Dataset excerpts

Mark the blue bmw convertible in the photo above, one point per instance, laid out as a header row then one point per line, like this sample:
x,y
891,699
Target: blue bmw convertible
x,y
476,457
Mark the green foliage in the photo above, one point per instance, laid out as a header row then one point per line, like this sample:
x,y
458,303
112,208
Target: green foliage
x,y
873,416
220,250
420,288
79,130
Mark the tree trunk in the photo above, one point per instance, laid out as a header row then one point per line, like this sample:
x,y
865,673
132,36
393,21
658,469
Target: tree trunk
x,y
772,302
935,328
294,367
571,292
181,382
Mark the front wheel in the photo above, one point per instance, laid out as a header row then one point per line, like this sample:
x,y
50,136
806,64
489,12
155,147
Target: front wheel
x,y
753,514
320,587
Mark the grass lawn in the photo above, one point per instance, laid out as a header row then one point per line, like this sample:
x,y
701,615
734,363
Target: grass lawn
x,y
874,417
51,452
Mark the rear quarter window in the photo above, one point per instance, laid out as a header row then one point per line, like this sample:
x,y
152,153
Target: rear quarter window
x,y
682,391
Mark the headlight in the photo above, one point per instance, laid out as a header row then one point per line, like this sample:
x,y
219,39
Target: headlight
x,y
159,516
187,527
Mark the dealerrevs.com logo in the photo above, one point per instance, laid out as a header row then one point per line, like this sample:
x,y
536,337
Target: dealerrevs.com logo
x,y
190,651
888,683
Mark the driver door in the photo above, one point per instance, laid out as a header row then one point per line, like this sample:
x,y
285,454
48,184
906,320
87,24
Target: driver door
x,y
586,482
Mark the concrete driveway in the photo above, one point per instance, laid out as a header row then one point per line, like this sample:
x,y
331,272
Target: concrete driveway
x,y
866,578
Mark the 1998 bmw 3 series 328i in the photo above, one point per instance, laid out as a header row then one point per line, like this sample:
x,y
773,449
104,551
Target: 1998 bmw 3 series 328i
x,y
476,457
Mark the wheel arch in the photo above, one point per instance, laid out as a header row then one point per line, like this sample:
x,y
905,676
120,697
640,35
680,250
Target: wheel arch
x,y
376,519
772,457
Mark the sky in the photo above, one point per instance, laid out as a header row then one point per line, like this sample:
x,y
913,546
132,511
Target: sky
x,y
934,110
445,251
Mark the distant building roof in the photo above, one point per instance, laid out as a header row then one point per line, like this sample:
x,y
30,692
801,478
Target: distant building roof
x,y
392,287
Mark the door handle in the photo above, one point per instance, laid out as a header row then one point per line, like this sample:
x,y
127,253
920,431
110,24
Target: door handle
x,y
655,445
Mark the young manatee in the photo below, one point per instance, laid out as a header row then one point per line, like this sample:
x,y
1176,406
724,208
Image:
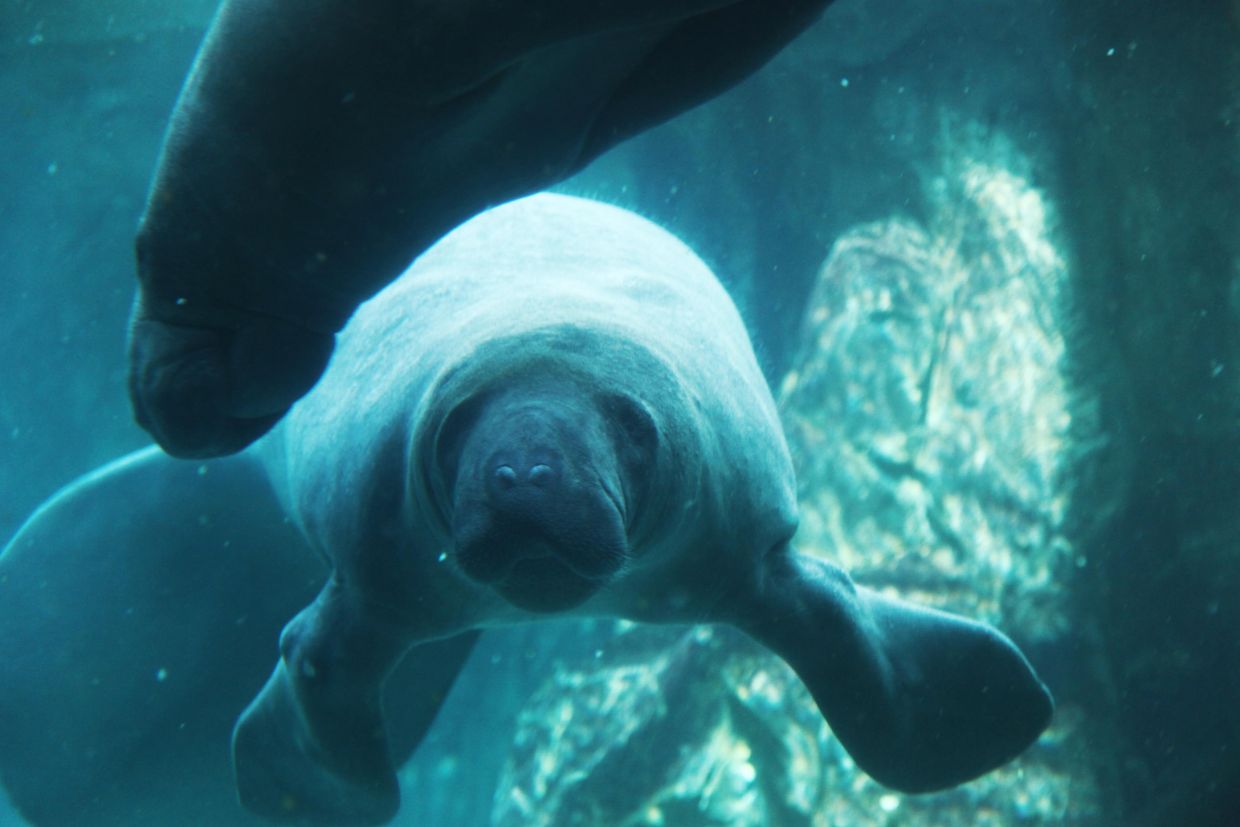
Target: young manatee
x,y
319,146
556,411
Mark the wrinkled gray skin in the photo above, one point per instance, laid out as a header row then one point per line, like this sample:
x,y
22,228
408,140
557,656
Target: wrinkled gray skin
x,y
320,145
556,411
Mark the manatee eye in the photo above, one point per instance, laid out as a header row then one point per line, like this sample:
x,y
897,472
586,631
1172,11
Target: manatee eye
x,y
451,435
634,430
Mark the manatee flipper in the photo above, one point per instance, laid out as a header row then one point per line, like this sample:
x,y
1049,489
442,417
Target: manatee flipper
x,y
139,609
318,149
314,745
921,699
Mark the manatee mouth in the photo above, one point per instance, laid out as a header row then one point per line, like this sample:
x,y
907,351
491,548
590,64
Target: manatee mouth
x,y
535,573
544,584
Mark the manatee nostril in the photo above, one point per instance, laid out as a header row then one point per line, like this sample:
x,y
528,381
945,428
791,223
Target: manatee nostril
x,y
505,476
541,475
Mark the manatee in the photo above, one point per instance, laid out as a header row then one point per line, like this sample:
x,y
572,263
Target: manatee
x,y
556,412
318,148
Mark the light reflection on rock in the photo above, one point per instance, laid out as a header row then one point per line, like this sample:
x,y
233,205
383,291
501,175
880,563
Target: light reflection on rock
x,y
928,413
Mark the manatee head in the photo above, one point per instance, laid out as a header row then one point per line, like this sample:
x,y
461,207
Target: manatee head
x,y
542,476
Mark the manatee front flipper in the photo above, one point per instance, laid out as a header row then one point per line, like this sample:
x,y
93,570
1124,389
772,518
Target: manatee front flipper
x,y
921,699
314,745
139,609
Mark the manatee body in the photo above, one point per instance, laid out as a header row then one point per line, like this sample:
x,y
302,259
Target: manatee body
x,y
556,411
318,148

**Goal of the exercise**
Apart from the pictures, return every entry above exactly as given.

**Exercise result**
Mark the blue bmw convertible in the photo above, one point per instance, laid out as a header row then one point per line, like this sample:
x,y
891,699
Target: blue bmw convertible
x,y
476,457
Mark the green foliage in the photo above, one point per instance, laid out as a header row then one point per line, like this sample:
x,y
458,303
112,208
Target: green foliage
x,y
873,416
220,250
420,288
79,130
Mark the tree trunk in the photo above, one point per instance, laid out as a header row then one point per line, like this sample:
x,y
865,673
132,36
393,21
658,469
Target: tree trunk
x,y
772,302
935,328
294,367
571,292
181,382
Mark the front wheel in the photo above, one point per instance, laid out as a header row then one point per line, like this sample:
x,y
50,136
806,64
489,12
155,147
Target: front wheel
x,y
753,514
320,587
Mark the grass lawn in the photo above, one point per instance, laid out as a header row then one point per line, like this sample:
x,y
701,615
734,363
Target: grass lawn
x,y
874,417
51,452
Mark the rear quarter window in the photo above, one point per instance, laid out as a header row then one point per line, like this sample:
x,y
152,153
Target: rear quarter window
x,y
682,391
Mark the headlight in the photo above, one point per instance, laid out as a header row then one point per line, like this sample:
x,y
219,39
Target: headlight
x,y
159,516
187,527
Mark the dealerrevs.com logo in the photo above, one point per instance, laid out as a header row then one point per line, like this sample:
x,y
536,337
Target: dealerrevs.com logo
x,y
190,651
888,683
Mark the driver door in the photo above, one point per instance, laid out as a header row then one point per line, like this sample:
x,y
285,454
48,184
906,320
87,24
Target: driver door
x,y
586,482
Mark the concrete driveway in the photo above, one point per instance, laid out as a header row then one point per line, like this sample:
x,y
331,272
Target: concrete driveway
x,y
866,578
Mark the 1998 bmw 3 series 328i in the photo above, one point per instance, laid out as a header row then one point per line, like this sample:
x,y
773,449
104,551
Target: 1998 bmw 3 series 328i
x,y
476,457
Mark the wheel arch in the photo above, one point per instance, laid out as a header row then one point per line, like this sample:
x,y
905,676
120,697
640,35
680,250
Target: wheel arch
x,y
376,519
772,457
Mark the sky in the photo above, one point per instance, laid out as a header row then one point per line, like this sample:
x,y
913,546
132,511
Target: sky
x,y
934,110
445,251
Mark the distant building roof in the photo above, one point per instance, laid out as a header row then one point per line, like this sample:
x,y
30,692
801,478
Target: distant building roof
x,y
392,287
Mark the door handle in the photo above, one point per instance, laid out as a header row then one point per line, like this sample:
x,y
127,253
920,431
110,24
Target: door handle
x,y
655,445
Mark the young manatee in the photo below, one point per instance, laid out as a header row then one point per line, like this sample:
x,y
1176,406
724,208
Image:
Target: young manatee
x,y
319,146
556,411
Mark the wrinkled gray skin in the photo above, one point per instance, laid out as a header row then one point per line, like this sample:
x,y
22,228
408,140
557,656
Target: wrinkled gray skin
x,y
320,145
556,411
Mark the manatee eye in the photo above, one point per instance, laid out as a header row then one point per line, like this sample:
x,y
897,472
586,631
1172,11
Target: manatee eye
x,y
451,435
634,430
Mark the manatee flipper in the photo above, one point per instance, laid out as a header row then one point per line, like this sample:
x,y
1049,489
442,417
Target: manatee flipper
x,y
139,609
318,149
314,745
921,699
Mark the manatee mouth in the photo above, one point per instance, laid out as a header row then one point per line, like this sample:
x,y
907,351
491,548
590,64
Target: manatee mouth
x,y
535,573
544,584
Mark the manatee nostril in the photo above, one point per instance, laid out as a header row then one point per line, like this sample:
x,y
528,381
945,428
791,223
Target: manatee nostril
x,y
505,476
541,475
Mark the manatee in the photo above, one point per instance, laid out as a header row then one point per line, like this sample:
x,y
572,263
Target: manatee
x,y
556,412
318,148
Mark the light reflection on rock in the photo above, one point per instance, laid out as a header row then one point per line, like this sample:
x,y
233,205
383,291
501,175
880,563
Target: light reflection on rock
x,y
928,413
Mark the manatee head in the photo above, one point per instance, laid out as a header row then one point per line, like this sample:
x,y
461,207
Target: manatee head
x,y
542,476
Mark the manatee front flipper in the photo above, one point per instance, laid out as a header row then one point per line, like this sample:
x,y
93,570
1124,389
772,518
Target: manatee front flipper
x,y
921,699
314,745
139,609
Mark the manatee body in the photo above, one point per instance, laid out as a header row then one point per line, like this sample:
x,y
302,259
Target: manatee body
x,y
556,411
318,148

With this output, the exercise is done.